Instructions for the task:
Nothing but the lines below, from the first through the line containing "Target: rope fence", should be set down, each one exactly and without pictures.

Excerpted data:

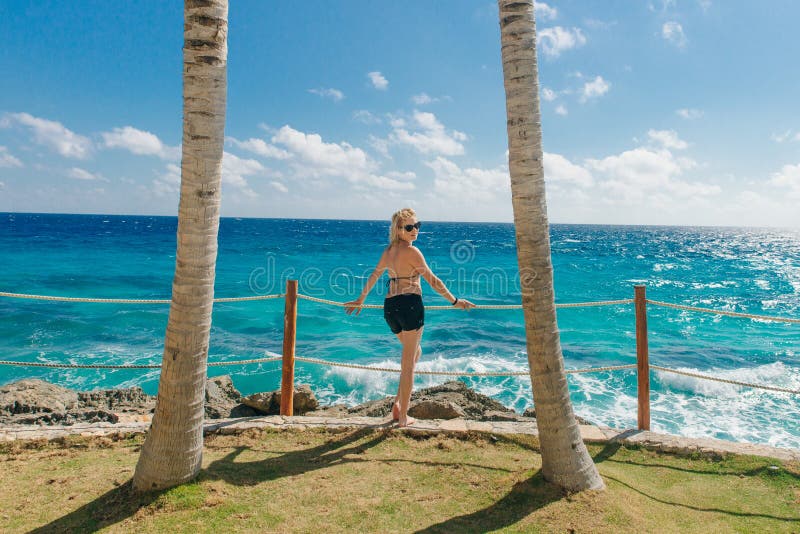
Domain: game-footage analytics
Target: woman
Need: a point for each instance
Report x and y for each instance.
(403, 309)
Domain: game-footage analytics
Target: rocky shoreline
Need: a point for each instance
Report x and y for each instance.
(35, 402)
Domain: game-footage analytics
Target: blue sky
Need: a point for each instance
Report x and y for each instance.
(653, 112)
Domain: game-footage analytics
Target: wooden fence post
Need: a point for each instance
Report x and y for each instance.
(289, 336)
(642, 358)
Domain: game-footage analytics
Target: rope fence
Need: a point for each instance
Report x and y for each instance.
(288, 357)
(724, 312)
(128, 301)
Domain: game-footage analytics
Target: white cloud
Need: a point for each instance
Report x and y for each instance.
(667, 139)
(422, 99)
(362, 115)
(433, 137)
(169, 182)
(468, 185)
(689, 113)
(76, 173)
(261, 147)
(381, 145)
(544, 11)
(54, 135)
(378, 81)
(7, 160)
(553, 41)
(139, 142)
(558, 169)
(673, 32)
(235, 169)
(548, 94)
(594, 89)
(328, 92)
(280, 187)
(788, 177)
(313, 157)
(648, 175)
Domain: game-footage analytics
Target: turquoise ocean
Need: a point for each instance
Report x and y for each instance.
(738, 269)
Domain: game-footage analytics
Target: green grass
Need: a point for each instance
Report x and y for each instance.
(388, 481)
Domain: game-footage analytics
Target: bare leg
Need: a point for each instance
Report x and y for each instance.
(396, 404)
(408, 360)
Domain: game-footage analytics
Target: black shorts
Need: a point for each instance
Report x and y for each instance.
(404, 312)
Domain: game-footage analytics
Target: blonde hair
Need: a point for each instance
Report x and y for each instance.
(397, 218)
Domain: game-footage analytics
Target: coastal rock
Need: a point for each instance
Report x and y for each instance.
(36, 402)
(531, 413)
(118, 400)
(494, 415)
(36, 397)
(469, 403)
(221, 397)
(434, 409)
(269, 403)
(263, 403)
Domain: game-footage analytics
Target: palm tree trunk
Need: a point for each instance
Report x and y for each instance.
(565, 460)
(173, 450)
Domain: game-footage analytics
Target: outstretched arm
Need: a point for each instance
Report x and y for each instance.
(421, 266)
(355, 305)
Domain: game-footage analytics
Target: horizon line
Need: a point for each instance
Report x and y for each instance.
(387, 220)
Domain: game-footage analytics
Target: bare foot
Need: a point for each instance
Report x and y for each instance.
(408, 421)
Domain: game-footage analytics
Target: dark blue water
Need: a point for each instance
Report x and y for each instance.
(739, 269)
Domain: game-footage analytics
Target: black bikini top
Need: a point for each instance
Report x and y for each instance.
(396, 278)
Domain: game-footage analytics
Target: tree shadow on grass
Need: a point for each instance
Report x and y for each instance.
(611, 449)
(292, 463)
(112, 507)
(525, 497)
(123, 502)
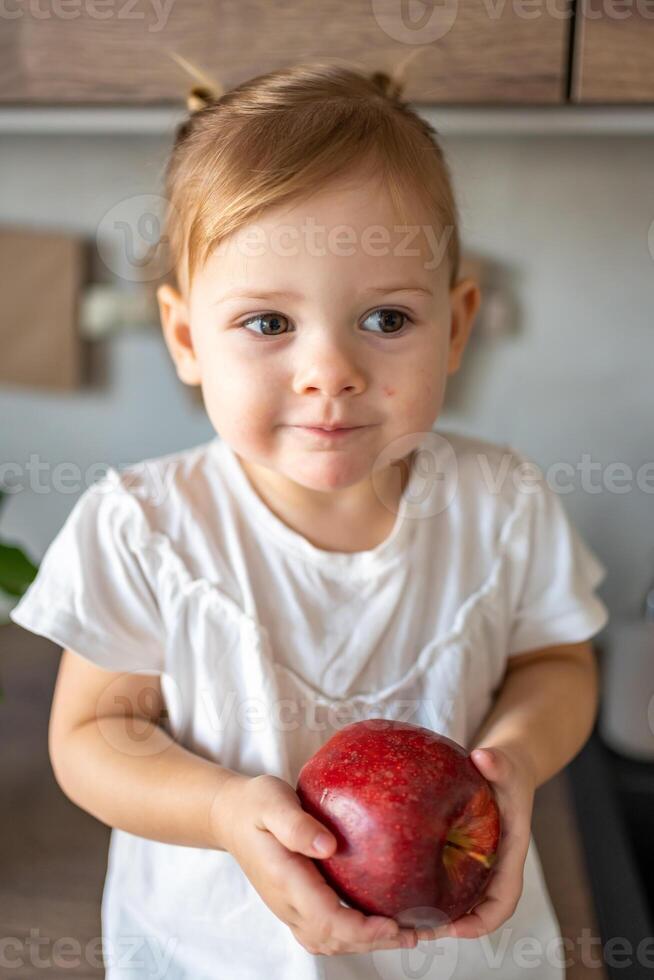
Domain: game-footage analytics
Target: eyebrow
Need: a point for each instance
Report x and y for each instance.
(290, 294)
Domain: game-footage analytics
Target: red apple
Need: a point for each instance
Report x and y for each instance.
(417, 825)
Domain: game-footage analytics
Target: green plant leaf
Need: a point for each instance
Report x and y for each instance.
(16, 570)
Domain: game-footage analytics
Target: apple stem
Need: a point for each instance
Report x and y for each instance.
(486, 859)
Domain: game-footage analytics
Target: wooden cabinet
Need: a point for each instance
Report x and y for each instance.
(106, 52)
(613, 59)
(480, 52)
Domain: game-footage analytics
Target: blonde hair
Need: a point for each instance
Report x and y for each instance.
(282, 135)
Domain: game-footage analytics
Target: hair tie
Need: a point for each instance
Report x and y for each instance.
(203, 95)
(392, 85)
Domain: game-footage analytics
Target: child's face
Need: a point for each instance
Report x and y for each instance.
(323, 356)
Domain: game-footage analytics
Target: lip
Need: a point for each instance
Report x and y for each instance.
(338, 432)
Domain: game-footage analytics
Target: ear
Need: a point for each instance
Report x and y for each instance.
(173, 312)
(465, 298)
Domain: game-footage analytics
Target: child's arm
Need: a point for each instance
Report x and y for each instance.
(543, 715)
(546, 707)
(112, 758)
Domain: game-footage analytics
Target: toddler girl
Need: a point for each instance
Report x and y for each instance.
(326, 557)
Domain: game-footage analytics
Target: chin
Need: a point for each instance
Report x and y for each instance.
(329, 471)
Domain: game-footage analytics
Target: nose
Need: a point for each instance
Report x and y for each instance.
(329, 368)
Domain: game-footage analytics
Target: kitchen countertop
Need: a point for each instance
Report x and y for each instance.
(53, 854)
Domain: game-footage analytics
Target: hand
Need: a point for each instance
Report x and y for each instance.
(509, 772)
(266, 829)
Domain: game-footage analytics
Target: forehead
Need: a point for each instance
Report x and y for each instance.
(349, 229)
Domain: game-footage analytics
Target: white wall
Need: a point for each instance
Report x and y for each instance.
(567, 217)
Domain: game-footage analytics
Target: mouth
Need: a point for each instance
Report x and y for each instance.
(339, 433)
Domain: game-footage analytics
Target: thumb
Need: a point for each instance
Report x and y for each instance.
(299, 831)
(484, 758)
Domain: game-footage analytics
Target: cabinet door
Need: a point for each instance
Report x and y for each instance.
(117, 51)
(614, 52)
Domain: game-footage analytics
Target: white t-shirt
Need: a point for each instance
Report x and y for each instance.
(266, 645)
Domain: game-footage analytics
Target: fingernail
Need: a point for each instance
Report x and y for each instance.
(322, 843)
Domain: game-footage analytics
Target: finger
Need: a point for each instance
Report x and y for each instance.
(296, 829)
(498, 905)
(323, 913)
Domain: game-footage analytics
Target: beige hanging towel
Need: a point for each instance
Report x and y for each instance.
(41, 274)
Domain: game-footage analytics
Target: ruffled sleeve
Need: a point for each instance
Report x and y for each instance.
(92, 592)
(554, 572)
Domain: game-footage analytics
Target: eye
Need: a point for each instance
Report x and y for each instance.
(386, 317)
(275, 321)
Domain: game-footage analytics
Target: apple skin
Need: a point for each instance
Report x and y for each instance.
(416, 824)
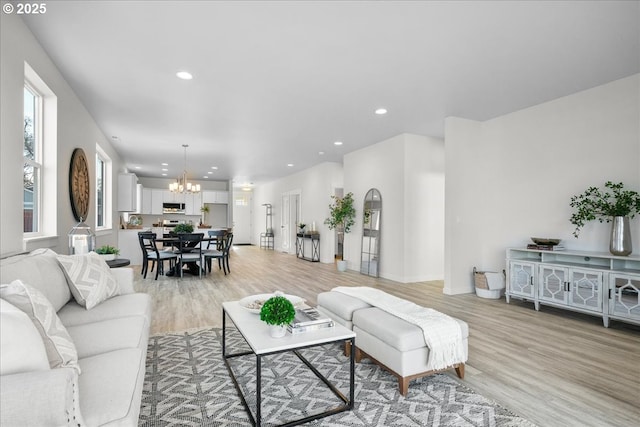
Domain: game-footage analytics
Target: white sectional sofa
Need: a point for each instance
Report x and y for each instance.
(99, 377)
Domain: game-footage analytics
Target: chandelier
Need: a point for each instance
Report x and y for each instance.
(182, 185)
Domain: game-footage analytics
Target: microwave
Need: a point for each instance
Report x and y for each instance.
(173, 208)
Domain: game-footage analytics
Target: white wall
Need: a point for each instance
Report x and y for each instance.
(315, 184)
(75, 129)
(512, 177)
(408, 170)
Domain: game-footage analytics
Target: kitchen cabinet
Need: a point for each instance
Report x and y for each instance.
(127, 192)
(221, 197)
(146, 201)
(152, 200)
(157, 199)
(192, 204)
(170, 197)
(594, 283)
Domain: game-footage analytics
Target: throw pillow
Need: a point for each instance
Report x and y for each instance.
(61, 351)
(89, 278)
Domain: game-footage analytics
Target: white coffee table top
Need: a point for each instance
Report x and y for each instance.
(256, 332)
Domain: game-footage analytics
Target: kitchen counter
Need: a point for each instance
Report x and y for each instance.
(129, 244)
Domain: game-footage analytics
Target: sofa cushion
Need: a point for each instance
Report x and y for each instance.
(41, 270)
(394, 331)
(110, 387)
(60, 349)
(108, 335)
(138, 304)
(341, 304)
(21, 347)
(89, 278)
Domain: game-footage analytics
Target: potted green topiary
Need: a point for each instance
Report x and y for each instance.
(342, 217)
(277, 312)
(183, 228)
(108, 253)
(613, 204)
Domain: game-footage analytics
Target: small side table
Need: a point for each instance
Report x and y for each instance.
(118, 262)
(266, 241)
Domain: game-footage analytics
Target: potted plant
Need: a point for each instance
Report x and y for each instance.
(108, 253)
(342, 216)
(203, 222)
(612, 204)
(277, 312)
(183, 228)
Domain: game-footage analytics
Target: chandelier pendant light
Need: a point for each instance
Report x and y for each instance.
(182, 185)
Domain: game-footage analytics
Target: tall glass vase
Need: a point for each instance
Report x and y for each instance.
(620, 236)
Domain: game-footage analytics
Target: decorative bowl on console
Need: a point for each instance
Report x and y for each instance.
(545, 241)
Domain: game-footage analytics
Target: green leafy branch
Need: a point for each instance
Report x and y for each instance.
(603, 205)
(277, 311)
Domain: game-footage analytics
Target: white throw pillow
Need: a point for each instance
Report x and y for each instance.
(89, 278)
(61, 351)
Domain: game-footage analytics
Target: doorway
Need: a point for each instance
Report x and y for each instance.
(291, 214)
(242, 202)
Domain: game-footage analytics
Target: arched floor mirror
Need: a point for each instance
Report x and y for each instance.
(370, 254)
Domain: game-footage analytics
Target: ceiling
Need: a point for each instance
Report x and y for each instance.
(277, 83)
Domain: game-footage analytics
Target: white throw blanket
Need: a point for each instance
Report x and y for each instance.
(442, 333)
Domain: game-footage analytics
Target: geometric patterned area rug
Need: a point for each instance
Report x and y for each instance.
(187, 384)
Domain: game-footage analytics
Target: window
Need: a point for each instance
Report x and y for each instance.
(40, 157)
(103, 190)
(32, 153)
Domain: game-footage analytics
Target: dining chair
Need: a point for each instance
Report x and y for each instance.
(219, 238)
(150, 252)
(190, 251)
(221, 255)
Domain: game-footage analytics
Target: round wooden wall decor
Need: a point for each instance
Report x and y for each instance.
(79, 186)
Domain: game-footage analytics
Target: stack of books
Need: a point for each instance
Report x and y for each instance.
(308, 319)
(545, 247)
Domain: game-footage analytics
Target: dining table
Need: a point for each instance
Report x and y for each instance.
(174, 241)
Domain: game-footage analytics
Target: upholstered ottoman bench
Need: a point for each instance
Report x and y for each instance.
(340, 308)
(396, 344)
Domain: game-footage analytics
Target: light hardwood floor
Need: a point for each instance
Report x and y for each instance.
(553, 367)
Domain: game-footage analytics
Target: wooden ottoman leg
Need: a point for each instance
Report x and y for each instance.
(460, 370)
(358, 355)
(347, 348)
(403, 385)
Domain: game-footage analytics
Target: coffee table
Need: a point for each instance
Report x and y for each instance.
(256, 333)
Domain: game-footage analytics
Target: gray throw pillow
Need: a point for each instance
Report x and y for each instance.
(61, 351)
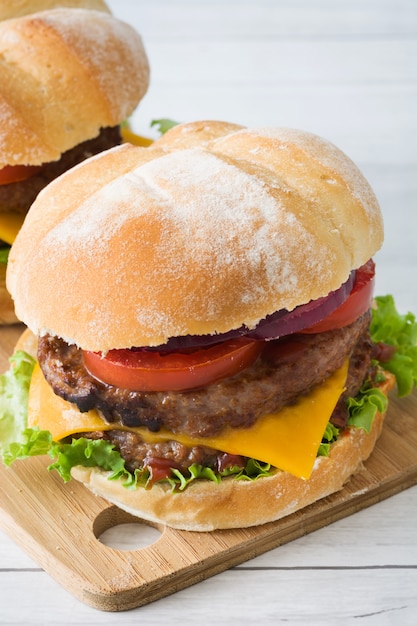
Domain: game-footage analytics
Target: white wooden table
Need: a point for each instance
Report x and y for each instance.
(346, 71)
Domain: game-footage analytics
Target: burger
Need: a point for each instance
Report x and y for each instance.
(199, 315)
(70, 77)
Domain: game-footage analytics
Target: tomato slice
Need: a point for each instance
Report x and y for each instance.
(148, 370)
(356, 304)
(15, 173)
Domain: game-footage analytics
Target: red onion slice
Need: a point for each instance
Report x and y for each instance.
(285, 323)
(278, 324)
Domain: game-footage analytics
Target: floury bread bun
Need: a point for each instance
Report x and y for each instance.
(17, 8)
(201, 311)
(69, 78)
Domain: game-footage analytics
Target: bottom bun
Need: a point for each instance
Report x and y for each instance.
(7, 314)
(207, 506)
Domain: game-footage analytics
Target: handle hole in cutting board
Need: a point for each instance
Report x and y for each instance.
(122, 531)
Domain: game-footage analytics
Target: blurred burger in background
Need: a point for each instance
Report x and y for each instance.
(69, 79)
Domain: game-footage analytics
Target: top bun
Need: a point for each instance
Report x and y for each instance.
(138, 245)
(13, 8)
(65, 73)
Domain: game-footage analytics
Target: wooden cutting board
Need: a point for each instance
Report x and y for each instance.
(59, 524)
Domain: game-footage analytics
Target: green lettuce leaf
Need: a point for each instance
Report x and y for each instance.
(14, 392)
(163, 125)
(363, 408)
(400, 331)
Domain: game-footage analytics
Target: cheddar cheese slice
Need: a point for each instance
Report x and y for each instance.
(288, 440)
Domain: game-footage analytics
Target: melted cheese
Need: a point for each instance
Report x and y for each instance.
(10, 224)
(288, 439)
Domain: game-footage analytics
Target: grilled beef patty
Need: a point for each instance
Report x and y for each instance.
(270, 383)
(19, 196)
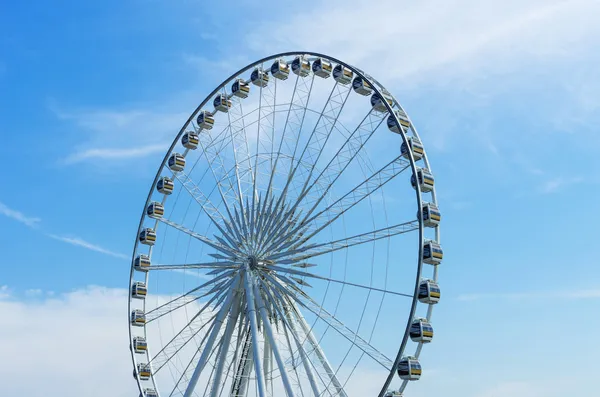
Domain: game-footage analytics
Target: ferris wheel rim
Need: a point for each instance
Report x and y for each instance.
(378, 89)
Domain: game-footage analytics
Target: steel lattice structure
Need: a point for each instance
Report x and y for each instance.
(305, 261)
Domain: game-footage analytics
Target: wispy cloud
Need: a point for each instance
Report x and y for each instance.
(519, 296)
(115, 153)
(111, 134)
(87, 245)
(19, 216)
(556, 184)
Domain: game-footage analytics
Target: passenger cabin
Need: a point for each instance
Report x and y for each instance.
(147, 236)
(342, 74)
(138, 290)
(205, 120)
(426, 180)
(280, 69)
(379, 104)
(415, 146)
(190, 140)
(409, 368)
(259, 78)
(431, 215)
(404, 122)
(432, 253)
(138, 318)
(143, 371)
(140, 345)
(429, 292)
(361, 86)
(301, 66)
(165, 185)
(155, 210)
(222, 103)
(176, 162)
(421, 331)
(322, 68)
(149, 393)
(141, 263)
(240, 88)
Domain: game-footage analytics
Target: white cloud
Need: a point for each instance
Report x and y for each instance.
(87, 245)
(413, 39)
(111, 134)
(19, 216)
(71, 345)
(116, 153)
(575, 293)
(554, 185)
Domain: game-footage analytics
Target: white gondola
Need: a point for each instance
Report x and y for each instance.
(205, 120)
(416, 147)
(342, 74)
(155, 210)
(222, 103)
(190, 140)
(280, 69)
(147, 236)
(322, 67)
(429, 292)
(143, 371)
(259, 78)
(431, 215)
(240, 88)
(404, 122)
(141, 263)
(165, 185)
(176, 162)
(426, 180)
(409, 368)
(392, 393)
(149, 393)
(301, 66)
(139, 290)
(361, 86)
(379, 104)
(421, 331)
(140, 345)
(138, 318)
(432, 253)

Result of this task:
Domain: game-footage analytics
Target: woman
Need: a point for each instance
Report x and y for each instance.
(403, 309)
Domain: game-footage analytics
Target: rocky shoreline
Need: a point for each instance
Report x and y for each instance.
(35, 402)
Domain: game-footage analytics
Target: blue sky
Need: a point for each instance
Report x and y for each instance.
(653, 112)
Domain: game-footage analytics
Target: wooden fence post
Need: a point for each instance
Report x and y for each instance.
(289, 336)
(642, 358)
Domain: game-footage analytics
Target: rope fence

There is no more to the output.